┌─ Records shown

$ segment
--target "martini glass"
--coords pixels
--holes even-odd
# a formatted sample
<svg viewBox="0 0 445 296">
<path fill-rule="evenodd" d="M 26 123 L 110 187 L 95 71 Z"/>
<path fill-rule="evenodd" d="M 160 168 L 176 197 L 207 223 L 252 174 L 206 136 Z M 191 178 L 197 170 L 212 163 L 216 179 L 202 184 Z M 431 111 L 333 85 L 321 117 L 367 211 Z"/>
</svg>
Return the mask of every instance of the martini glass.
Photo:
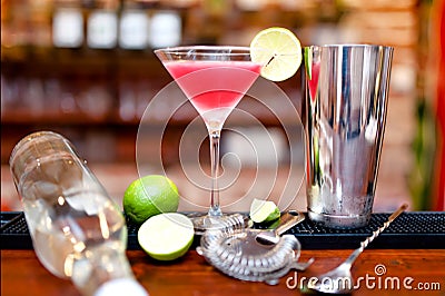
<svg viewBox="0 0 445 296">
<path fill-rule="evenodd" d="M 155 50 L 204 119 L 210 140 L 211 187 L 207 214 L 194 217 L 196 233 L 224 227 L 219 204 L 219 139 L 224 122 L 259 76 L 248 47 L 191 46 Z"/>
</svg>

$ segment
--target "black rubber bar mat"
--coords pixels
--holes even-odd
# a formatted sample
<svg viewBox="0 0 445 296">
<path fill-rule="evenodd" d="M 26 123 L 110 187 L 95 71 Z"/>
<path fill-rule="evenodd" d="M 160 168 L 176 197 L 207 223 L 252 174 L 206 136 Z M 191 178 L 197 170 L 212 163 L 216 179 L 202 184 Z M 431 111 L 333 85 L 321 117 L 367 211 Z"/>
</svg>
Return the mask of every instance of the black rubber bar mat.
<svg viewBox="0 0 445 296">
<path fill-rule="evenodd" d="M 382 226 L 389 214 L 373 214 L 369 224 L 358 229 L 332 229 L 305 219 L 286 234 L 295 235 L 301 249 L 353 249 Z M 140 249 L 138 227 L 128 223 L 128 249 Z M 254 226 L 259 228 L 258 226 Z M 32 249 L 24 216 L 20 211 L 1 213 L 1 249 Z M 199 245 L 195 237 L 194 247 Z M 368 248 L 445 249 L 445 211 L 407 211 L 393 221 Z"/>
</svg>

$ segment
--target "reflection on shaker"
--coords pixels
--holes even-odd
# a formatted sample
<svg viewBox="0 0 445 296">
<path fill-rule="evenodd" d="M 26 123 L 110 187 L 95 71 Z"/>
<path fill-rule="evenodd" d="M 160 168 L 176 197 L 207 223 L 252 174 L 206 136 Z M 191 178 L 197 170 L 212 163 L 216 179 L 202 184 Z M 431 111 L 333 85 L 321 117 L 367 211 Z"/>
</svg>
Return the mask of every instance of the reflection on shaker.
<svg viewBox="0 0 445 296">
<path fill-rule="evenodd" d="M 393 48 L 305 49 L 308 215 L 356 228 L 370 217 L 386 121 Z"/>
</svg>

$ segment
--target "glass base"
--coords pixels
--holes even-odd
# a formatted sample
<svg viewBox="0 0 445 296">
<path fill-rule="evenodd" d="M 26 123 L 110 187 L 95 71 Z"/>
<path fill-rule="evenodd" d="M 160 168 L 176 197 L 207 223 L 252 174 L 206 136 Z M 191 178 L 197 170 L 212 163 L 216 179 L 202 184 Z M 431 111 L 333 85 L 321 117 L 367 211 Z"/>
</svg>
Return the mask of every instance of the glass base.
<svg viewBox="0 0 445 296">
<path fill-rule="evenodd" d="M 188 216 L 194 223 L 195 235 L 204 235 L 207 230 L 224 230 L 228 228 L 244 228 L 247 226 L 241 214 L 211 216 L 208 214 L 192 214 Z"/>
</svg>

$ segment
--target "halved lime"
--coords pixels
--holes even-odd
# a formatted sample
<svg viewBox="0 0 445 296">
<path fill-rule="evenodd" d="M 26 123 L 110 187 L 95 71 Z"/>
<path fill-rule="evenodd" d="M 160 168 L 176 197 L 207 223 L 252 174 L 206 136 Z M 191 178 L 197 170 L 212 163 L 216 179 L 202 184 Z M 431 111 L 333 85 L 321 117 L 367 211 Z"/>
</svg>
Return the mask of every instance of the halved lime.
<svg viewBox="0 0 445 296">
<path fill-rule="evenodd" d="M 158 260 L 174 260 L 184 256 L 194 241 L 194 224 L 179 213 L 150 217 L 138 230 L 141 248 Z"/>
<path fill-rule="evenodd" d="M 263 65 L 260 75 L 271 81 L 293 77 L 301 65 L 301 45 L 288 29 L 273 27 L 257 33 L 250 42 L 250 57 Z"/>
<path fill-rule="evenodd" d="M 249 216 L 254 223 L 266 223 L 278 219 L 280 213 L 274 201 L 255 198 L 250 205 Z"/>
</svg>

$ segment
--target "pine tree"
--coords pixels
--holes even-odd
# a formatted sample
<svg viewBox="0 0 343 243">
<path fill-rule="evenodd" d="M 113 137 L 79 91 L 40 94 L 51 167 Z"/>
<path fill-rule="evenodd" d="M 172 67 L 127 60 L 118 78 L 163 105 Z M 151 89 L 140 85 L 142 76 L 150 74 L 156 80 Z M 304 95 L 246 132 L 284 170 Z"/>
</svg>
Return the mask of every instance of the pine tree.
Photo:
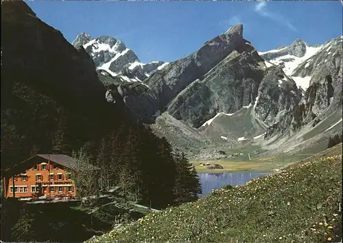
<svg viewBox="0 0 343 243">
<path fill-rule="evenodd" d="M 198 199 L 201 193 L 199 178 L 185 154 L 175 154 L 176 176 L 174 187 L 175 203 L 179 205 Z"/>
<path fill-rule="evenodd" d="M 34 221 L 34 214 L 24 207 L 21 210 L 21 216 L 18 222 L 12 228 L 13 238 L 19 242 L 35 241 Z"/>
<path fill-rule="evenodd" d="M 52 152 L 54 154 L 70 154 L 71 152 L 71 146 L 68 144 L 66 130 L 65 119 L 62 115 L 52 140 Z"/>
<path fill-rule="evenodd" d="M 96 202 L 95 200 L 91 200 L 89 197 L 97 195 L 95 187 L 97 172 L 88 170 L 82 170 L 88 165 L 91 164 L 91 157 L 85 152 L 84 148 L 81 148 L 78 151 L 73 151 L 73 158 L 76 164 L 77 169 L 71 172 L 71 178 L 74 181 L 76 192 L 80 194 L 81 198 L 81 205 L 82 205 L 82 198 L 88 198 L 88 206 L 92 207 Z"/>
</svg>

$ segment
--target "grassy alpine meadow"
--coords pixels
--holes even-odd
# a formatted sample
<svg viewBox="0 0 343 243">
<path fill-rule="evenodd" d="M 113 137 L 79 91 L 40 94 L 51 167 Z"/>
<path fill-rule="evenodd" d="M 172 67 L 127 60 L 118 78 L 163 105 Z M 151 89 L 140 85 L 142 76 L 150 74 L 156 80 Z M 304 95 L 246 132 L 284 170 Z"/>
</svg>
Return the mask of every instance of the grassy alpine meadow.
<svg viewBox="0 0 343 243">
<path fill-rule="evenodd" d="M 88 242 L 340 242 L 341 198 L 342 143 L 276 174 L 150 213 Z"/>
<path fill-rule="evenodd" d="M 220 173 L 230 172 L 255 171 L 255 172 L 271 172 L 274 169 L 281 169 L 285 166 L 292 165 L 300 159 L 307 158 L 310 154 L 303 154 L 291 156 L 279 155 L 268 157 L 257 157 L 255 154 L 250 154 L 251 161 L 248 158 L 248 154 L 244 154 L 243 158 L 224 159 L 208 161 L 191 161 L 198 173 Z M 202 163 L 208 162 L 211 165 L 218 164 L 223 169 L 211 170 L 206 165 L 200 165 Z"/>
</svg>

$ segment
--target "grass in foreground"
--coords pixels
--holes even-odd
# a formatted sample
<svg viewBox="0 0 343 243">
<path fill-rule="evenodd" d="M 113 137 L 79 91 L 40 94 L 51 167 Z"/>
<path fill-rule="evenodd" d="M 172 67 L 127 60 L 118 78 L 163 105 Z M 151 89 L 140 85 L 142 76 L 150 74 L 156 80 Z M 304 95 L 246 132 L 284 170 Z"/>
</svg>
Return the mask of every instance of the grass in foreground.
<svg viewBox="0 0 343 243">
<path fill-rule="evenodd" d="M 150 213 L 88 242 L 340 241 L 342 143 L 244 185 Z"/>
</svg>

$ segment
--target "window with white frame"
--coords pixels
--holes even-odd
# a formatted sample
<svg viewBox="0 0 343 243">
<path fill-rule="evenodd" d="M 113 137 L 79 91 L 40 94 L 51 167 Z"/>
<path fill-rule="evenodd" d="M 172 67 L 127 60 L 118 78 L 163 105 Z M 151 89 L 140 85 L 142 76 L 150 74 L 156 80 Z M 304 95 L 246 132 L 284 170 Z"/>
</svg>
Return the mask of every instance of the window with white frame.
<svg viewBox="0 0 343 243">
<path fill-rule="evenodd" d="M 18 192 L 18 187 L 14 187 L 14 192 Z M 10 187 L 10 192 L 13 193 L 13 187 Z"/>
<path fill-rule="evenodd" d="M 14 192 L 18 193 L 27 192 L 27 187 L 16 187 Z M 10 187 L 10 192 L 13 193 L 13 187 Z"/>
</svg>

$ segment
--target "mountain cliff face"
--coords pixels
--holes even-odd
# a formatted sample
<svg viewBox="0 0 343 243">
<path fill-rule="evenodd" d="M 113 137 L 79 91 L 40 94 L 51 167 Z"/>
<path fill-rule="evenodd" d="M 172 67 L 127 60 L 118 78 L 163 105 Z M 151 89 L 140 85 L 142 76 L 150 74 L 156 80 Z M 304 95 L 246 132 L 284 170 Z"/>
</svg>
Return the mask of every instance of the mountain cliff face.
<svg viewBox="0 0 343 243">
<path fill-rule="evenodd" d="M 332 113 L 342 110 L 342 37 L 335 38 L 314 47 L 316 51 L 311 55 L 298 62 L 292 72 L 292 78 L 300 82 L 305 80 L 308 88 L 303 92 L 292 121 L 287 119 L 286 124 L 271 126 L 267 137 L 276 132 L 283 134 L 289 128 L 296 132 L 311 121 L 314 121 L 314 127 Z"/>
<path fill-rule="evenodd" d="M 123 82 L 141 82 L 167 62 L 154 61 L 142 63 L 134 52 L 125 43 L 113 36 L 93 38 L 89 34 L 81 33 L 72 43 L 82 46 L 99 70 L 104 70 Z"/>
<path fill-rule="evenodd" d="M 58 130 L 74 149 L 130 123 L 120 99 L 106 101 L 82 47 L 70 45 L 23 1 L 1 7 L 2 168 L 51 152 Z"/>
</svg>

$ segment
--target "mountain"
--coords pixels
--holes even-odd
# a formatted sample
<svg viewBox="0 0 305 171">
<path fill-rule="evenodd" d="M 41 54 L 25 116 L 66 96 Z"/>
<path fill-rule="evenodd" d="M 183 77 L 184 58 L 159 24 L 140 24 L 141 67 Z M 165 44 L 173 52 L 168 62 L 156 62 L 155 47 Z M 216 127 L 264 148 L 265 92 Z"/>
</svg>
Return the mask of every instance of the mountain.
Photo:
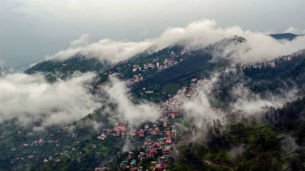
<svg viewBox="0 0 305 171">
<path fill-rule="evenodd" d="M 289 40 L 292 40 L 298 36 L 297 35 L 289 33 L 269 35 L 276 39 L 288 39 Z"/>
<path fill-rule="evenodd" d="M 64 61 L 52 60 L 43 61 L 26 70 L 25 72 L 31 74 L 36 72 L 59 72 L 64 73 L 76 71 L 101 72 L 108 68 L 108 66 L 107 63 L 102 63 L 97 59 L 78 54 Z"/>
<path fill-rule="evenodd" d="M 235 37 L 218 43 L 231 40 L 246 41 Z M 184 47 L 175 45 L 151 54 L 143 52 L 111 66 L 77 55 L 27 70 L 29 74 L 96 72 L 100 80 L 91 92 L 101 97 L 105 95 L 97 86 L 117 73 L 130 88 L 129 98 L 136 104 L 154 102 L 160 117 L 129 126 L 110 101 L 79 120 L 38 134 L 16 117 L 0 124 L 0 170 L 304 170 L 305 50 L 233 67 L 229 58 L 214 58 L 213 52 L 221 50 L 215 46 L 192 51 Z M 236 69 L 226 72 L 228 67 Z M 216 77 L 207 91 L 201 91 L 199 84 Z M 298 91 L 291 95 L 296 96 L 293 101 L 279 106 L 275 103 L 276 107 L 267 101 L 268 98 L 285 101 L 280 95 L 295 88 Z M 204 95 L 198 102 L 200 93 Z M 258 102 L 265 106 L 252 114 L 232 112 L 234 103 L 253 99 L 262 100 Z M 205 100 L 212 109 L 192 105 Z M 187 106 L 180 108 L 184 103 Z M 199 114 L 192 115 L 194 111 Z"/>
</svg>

└─
┌─ Records shown

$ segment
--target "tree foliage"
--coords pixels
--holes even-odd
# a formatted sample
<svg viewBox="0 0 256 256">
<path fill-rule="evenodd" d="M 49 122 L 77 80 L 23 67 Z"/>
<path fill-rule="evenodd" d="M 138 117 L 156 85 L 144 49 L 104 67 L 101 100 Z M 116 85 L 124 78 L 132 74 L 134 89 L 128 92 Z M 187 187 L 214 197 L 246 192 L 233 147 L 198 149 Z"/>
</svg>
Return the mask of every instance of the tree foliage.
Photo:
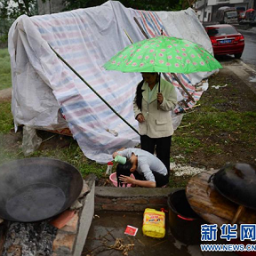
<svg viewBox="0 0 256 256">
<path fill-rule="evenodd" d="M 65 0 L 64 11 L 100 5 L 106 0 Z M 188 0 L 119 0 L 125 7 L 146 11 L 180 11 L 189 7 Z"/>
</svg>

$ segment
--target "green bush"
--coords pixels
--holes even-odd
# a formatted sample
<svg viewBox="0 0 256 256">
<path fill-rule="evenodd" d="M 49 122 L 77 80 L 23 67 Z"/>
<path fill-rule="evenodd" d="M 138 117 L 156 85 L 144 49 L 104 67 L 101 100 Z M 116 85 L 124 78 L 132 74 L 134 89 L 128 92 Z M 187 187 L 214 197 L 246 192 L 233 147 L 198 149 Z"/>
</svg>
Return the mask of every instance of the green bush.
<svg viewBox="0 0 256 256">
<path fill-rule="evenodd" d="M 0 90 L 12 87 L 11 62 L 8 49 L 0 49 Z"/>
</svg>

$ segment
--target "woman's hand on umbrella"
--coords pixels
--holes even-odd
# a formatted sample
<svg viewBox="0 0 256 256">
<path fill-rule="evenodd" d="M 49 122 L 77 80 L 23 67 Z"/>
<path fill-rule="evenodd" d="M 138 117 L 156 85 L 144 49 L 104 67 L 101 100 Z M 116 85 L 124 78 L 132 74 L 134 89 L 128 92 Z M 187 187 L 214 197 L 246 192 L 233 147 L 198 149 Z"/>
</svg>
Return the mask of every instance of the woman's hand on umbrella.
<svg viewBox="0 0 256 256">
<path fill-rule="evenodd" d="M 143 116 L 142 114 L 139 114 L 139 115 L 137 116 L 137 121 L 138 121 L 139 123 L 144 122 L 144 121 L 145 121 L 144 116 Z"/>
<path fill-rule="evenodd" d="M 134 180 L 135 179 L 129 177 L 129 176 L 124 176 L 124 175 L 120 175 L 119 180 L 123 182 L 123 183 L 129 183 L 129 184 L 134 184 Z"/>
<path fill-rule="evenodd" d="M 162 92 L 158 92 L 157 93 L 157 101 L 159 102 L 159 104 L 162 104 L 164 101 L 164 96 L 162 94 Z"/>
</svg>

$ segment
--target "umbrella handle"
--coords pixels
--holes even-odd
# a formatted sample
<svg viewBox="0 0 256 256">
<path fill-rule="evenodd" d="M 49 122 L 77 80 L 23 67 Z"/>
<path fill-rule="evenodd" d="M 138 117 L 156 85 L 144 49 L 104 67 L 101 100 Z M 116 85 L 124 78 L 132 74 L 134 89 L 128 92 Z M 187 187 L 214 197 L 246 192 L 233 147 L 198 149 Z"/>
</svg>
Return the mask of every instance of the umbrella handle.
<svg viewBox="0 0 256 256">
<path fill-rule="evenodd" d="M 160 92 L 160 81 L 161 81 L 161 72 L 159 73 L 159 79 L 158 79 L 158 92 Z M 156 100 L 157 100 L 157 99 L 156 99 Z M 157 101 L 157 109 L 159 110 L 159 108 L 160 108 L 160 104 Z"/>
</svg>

└─

● Exercise instructions
Pick out every line in the listing above that contains the string "rubber", and copy each one.

● Solution below
--target "black rubber bar mat"
Return the mask of every instance of the black rubber bar mat.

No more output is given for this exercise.